Repeat each entry below exactly.

BEGIN Provided material

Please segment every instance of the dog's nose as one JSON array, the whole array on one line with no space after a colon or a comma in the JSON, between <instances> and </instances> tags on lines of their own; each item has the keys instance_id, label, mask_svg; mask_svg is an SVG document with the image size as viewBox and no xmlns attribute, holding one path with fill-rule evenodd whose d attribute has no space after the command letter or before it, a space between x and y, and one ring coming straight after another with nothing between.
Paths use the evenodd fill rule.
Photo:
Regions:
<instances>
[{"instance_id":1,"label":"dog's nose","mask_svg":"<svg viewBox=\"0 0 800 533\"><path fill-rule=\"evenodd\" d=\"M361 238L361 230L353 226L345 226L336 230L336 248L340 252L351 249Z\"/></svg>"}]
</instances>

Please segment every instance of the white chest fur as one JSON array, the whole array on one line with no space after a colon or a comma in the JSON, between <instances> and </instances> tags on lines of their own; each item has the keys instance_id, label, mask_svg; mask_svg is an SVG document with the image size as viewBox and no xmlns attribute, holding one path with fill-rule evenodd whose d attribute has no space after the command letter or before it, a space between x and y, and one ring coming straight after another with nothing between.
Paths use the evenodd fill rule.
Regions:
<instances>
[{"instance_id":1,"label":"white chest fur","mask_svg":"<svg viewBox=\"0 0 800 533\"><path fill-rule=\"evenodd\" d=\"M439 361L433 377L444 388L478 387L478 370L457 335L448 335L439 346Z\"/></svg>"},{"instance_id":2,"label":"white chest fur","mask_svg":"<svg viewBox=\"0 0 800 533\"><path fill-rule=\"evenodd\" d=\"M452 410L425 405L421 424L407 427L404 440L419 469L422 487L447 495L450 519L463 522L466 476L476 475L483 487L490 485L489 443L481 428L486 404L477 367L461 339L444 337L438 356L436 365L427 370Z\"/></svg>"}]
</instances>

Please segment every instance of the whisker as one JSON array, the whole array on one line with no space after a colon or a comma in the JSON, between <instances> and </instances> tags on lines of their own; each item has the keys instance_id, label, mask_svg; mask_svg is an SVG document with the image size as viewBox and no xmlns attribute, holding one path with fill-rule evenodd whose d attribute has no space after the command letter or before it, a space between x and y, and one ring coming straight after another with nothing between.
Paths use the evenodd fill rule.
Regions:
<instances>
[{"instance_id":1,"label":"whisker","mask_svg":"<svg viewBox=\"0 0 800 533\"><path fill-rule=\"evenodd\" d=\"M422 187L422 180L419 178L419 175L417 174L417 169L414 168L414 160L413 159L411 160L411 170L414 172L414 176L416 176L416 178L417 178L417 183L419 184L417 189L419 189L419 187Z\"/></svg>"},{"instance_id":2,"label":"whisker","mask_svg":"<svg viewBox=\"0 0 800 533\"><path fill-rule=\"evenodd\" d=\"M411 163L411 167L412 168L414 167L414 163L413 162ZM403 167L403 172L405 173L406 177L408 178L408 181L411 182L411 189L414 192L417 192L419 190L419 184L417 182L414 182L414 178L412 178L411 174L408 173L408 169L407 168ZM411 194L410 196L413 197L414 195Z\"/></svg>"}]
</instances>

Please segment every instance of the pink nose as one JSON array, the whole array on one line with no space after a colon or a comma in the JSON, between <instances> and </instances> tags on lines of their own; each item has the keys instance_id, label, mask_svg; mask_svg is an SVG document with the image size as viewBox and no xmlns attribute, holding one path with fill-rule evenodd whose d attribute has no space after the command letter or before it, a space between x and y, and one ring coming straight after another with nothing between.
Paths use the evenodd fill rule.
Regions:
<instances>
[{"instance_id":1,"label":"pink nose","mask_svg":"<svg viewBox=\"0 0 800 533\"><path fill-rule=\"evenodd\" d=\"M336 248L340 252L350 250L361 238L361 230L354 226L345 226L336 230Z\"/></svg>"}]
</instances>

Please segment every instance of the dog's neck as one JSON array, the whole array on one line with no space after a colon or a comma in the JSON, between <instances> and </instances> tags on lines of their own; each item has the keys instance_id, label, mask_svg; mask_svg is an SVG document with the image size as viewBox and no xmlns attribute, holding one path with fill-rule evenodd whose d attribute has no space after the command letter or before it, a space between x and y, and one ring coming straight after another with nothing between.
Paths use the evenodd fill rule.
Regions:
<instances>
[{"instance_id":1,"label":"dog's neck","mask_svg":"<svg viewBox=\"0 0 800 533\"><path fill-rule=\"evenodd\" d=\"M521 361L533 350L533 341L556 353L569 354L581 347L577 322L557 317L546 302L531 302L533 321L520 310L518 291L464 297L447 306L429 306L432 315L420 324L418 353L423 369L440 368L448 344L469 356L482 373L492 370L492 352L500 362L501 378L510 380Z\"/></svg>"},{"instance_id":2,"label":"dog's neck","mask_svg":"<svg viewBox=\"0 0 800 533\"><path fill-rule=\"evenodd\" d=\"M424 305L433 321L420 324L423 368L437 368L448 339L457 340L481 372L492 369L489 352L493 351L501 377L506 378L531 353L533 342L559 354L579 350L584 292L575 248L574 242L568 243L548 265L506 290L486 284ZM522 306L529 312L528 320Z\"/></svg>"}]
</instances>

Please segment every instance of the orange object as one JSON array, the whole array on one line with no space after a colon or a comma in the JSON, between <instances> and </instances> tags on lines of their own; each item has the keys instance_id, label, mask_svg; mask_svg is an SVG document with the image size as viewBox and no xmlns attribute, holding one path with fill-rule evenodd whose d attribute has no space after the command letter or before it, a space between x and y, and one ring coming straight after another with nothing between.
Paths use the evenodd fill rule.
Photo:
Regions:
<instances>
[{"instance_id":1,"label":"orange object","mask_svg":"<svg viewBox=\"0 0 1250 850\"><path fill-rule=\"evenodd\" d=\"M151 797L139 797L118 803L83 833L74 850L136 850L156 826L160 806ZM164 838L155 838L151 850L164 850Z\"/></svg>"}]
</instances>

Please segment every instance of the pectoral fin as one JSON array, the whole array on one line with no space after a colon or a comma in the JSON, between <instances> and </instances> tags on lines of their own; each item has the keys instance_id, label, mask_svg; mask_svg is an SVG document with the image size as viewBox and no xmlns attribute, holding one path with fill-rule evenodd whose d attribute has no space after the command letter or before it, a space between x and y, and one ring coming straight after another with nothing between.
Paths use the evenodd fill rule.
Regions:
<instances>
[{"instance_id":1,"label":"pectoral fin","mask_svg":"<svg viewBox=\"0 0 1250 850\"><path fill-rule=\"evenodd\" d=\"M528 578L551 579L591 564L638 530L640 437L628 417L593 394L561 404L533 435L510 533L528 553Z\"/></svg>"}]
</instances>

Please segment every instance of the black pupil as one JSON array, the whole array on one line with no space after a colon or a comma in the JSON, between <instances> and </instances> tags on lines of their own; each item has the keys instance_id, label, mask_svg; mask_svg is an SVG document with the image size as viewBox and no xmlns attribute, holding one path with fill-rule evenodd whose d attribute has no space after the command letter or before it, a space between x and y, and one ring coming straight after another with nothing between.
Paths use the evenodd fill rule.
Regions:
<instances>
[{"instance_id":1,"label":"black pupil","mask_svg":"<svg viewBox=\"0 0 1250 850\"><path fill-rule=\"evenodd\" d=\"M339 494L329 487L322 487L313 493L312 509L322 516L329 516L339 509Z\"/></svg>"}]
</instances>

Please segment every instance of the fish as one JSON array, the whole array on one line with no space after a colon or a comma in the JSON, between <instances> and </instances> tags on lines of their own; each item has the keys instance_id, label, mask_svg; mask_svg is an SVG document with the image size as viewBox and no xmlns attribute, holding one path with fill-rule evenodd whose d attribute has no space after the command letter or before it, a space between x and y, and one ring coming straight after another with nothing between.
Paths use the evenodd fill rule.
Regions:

END Provided material

- _Solution_:
Please segment every instance of the dog's nose as one JSON array, the whole array on one line with no space after a colon or a comma in the JSON, between <instances> and </instances> tags on lines of their own; each item has the keys instance_id, label, mask_svg; mask_svg is an SVG document with the image size as viewBox and no xmlns attribute, holding one path with fill-rule evenodd whose d attribute has no space after the command letter or before it, a space between x and y, and one ring coming straight after another with nothing between.
Paths use the evenodd fill rule.
Photo:
Regions:
<instances>
[{"instance_id":1,"label":"dog's nose","mask_svg":"<svg viewBox=\"0 0 800 533\"><path fill-rule=\"evenodd\" d=\"M361 238L361 230L353 226L345 226L336 230L336 248L340 252L351 249Z\"/></svg>"}]
</instances>

Please segment every instance of the white chest fur as one JSON array, the whole array on one line with no space after a colon or a comma in the JSON, between <instances> and </instances> tags on lines of their own; each item has the keys instance_id, label, mask_svg; mask_svg is an SVG document with the image size as viewBox and no xmlns attribute, holding one path with fill-rule evenodd whose d attribute has no space after the command letter or before it, a space between x and y, and one ring coming straight after another with nothing between.
Paths use the evenodd fill rule.
Regions:
<instances>
[{"instance_id":1,"label":"white chest fur","mask_svg":"<svg viewBox=\"0 0 800 533\"><path fill-rule=\"evenodd\" d=\"M439 361L433 377L444 388L478 387L478 370L457 335L448 335L439 346Z\"/></svg>"},{"instance_id":2,"label":"white chest fur","mask_svg":"<svg viewBox=\"0 0 800 533\"><path fill-rule=\"evenodd\" d=\"M452 410L425 405L421 424L407 427L404 440L419 469L422 487L447 495L450 519L463 522L466 476L476 475L483 487L490 485L489 443L481 428L486 404L477 367L461 339L444 337L438 356L436 365L427 370Z\"/></svg>"}]
</instances>

Please segment every instance of the whisker as one JSON array, the whole array on one line with no space after a colon or a comma in the JSON, between <instances> and </instances> tags on lines of their own; each item has the keys instance_id, label, mask_svg; mask_svg is an SVG document with the image size as viewBox and no xmlns attribute, holding one path with fill-rule evenodd whose d attribute has no space after the command letter or before it, a space between x and y, and one ring coming straight after another with nothing between.
Paths use the evenodd fill rule.
Regions:
<instances>
[{"instance_id":1,"label":"whisker","mask_svg":"<svg viewBox=\"0 0 800 533\"><path fill-rule=\"evenodd\" d=\"M422 187L422 180L419 178L419 175L417 174L417 169L414 168L414 160L413 159L411 160L411 170L414 172L414 176L416 176L416 178L417 178L417 183L419 184L417 189L419 189L419 187Z\"/></svg>"},{"instance_id":2,"label":"whisker","mask_svg":"<svg viewBox=\"0 0 800 533\"><path fill-rule=\"evenodd\" d=\"M411 163L411 167L412 168L414 167L414 163L413 162ZM403 167L403 172L405 173L406 177L408 178L408 181L411 182L411 189L414 192L417 192L419 190L419 184L417 182L414 182L414 178L412 178L411 174L408 173L408 169L407 168ZM411 194L410 196L413 197L414 195Z\"/></svg>"}]
</instances>

Please segment every instance of the pink nose as one JSON array, the whole array on one line with no space after a colon or a comma in the JSON, between <instances> and </instances> tags on lines of their own; each item has the keys instance_id, label, mask_svg; mask_svg is an SVG document with the image size as viewBox and no xmlns attribute, holding one path with fill-rule evenodd whose d attribute has no space after the command letter or before it, a space between x and y, and one ring coming straight after another with nothing between.
Paths use the evenodd fill rule.
Regions:
<instances>
[{"instance_id":1,"label":"pink nose","mask_svg":"<svg viewBox=\"0 0 800 533\"><path fill-rule=\"evenodd\" d=\"M336 248L340 252L350 250L361 238L361 230L354 226L345 226L336 230Z\"/></svg>"}]
</instances>

Please segment every instance of the dog's neck as one JSON array, the whole array on one line with no space after a colon or a comma in the JSON, between <instances> and </instances> tags on lines of their own; each item has the keys instance_id, label, mask_svg; mask_svg is an SVG document with the image size as viewBox and no xmlns attribute, holding one path with fill-rule evenodd whose d attribute has no space after the command letter or before it, a space between x and y, and one ring coming straight after another with nothing between.
Paths use the evenodd fill rule.
Regions:
<instances>
[{"instance_id":1,"label":"dog's neck","mask_svg":"<svg viewBox=\"0 0 800 533\"><path fill-rule=\"evenodd\" d=\"M521 361L533 350L533 341L556 353L569 354L581 347L577 322L557 317L546 302L531 302L533 321L520 310L518 291L464 297L447 306L429 306L432 315L420 324L418 353L423 369L440 368L448 344L469 356L482 373L492 370L492 352L500 362L501 378L510 380Z\"/></svg>"},{"instance_id":2,"label":"dog's neck","mask_svg":"<svg viewBox=\"0 0 800 533\"><path fill-rule=\"evenodd\" d=\"M424 305L433 321L420 324L423 368L437 368L448 339L457 340L481 372L492 369L489 352L493 351L501 377L506 378L531 353L533 342L559 354L579 350L584 292L575 248L574 242L568 243L548 265L506 290L486 284ZM522 306L529 312L528 320Z\"/></svg>"}]
</instances>

Please segment every instance of the orange object as one JSON array, the whole array on one line with no space after a colon or a comma in the JSON, between <instances> and </instances> tags on lines of their own; each item has the keys instance_id, label, mask_svg; mask_svg is an SVG document with the image size as viewBox and no xmlns attribute, holding one path with fill-rule evenodd whose d attribute has no space after the command letter or before it, a space between x and y, and one ring coming straight after another with nothing between.
Paths use the evenodd fill rule.
Photo:
Regions:
<instances>
[{"instance_id":1,"label":"orange object","mask_svg":"<svg viewBox=\"0 0 1250 850\"><path fill-rule=\"evenodd\" d=\"M151 797L139 797L118 803L83 833L74 850L136 850L156 826L160 806ZM164 838L155 838L151 850L164 850Z\"/></svg>"}]
</instances>

Please segment every instance of the pectoral fin as one JSON array, the whole array on one line with no space after a colon or a comma in the JSON, between <instances> and </instances> tags on lines of their own; each item has the keys instance_id, label, mask_svg; mask_svg is an SVG document with the image size as viewBox and no xmlns attribute, holding one path with fill-rule evenodd whose d attribute has no space after the command letter or before it, a space between x and y, and one ring coming straight after another with nothing between.
Paths use the evenodd fill rule.
Regions:
<instances>
[{"instance_id":1,"label":"pectoral fin","mask_svg":"<svg viewBox=\"0 0 1250 850\"><path fill-rule=\"evenodd\" d=\"M528 578L551 579L591 564L638 530L640 437L628 417L593 394L561 404L533 435L510 533L528 553Z\"/></svg>"}]
</instances>

Please segment every instance of the black pupil as one JSON array, the whole array on one line with no space after a colon or a comma in the JSON, between <instances> and </instances> tags on lines of their own; each item has the keys instance_id, label, mask_svg; mask_svg is an SVG document with the image size as viewBox and no xmlns attribute, holding one path with fill-rule evenodd whose d attribute has no space after the command letter or before it, a space between x and y, and one ring coming straight after another with nothing between.
Paths use the evenodd fill rule.
Regions:
<instances>
[{"instance_id":1,"label":"black pupil","mask_svg":"<svg viewBox=\"0 0 1250 850\"><path fill-rule=\"evenodd\" d=\"M339 494L329 487L322 487L313 493L312 509L322 516L329 516L339 509Z\"/></svg>"}]
</instances>

Please segment every instance of the fish as one JSON array, the whole array on one line with no space after a colon or a comma in the JSON, between <instances> and </instances> tags on lines of their own; each item has the keys instance_id, label, mask_svg; mask_svg is an SVG document with the image size as viewBox and no xmlns attribute, holding one path with fill-rule evenodd whose d attribute has no space after the command letter or before it, a space between x and y, and one ring coming straight after another with nothing between.
Paths use the evenodd fill rule.
Regions:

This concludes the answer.